*Check your understanding*.
1. According to the estate planning excerpt, what is the maximum yearly contribution to an ABLE account?
2. List every purpose that the estate planning excerpt names for using the funds from an ABLE account.
3. Reproduce the passage of the estate planning excerpt starting with "Term Life Insurance: A" and going on through "once it expires.".

*Excerpt*.
= Beginning of Section =
An Achieving a Better Life Experience (ABLE) account allows people with disabilities to save and earn tax-free money without impacting their eligibility for government benefits. Generally, anyone who has qualified for disability benefits before the age of 26 will qualify for an ABLE account. Your child may still qualify for an account if they meet the criteria for any of these benefits, but do not currently receive them. Further, they can be older than 26 when opening an ABLE account, as long as the onset of their disability occurred before the age of 26.

You can help your child set up and manage this account, or they can do so on their own. Anyone can contribute to the account with post-tax dollars, but $15,000 is the maximum yearly contribution. The funds from an ABLE account can be used for a variety of purposes, including education, housing, healthcare, and basic living expenses.

ABLE accounts aren’t inherently better for your child than an SNT. It all depends on your child’s needs and your financial situation. If your child is able to manage their own finances, an ABLE account may be the right choice, as they can open and hold the account on their own. If your child needs more structure or is unable to look after their own finances, an SNT is likely a better option for them, as the trustee is legally obligated to protect and distribute the funds of the trust.

Life Insurance Policies

Life insurance is a vital tool for estate planning, but it can be particularly useful when preparing for the future of your child. With the payout of a life insurance policy, you can take comfort in the fact that your child will have some support even after you’re gone.

There are two main types of life insurance:

Term Life Insurance: A term life insurance policy will provide coverage for a specific amount of time. If the covered person passes away during this time period, the beneficiary will receive a payout. Term life insurance is typically a more affordable option, but it can get costly if you choose to extend the policy once it expires.

Whole Life Insurance: A whole life insurance policy will provide coverage for the rest of your life. The beneficiary will receive a payout from this policy whenever the covered person passes away. It’s more expensive, but it does act as an investment account that will grow over time.

Though it’s more expensive, whole life insurance is likely the safer option for your child. It guarantees that they’ll receive the death benefit after you pass. Further, if the account appreciates in value, your child will have that much more support when they get the payout.

If you’d like them to receive the payout directly, you can make your child the beneficiary of your policy, but this may negatively affect their eligibility for government benefits. For this reason, you may want to make their SNT the beneficiary. Doing so will ensure they have your financial support, but will not cause them to lose their benefits.

If there’s a chance you will outlive your child, it may make sense to insure them instead. A life insurance policy can help cover the cost of medical care, funeral expenses, or lost income. In this case, you’ll probably want to go with whole life insurance. If you already have life insurance, you may be able to add a child rider to your policy.


Man creating a detailed but messy  plan.

Developing and Carrying Out Your Estate Plan

With all that in mind, you can begin to develop your estate plan in earnest. Estate planning involves making a series of important decisions about your financial assets, healthcare decisions, and final wishes. You’ll need to work with an attorney to create and finalize your plan; they’ll also be helpful in answering questions and dealing with any challenges you may encounter.
= End of Section =
(Stored entries)
= Beginning of Section =
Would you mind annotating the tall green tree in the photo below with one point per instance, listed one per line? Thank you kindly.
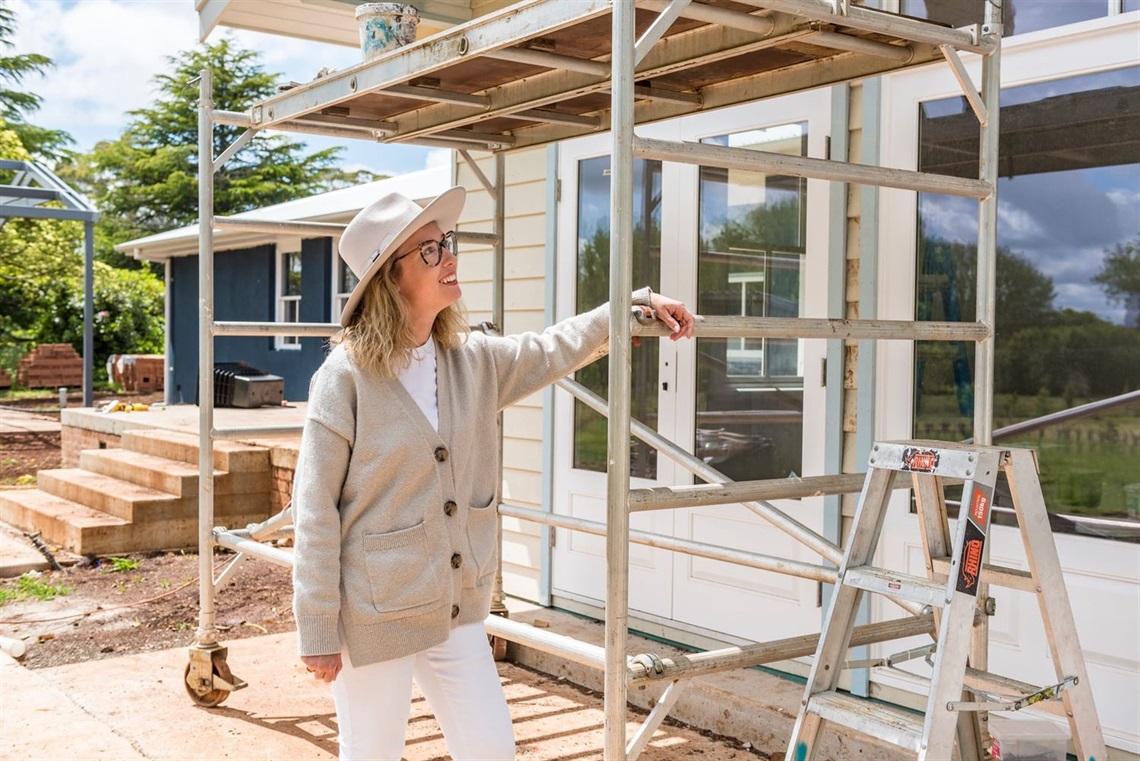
(1120, 275)
(16, 103)
(146, 181)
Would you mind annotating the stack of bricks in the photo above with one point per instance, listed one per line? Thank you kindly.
(50, 366)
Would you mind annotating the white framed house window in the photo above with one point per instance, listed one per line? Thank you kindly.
(288, 291)
(344, 280)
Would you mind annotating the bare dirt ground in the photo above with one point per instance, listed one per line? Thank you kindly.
(23, 453)
(140, 603)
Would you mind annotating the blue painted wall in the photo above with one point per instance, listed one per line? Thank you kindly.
(244, 291)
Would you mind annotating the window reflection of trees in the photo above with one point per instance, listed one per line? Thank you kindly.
(589, 450)
(1049, 354)
(750, 391)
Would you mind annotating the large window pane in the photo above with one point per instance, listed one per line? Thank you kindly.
(589, 440)
(1068, 287)
(750, 391)
(1019, 16)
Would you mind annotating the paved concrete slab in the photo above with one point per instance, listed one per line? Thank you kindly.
(135, 708)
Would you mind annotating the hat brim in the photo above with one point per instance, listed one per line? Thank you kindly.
(444, 210)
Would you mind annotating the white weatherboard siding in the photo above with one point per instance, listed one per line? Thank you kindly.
(524, 211)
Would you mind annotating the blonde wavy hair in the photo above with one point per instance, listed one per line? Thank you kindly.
(379, 337)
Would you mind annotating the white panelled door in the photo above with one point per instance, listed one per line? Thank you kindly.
(724, 243)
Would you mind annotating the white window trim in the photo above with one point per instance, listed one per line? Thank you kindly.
(338, 296)
(285, 246)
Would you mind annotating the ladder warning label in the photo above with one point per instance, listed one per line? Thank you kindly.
(923, 460)
(979, 510)
(970, 566)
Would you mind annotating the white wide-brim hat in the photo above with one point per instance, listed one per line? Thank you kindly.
(384, 226)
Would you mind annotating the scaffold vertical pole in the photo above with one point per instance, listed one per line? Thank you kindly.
(206, 635)
(617, 540)
(986, 301)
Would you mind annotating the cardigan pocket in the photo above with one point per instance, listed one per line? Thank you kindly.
= End of Section =
*Results in order*.
1. $15,000

2. Education, housing, healthcare, and basic living expenses.

3.
Term Life Insurance: A term life insurance policy will provide coverage for a specific amount of time. If the covered person passes away during this time period, the beneficiary will receive a payout. Term life insurance is typically a more affordable option, but it can get costly if you choose to extend the policy once it expires.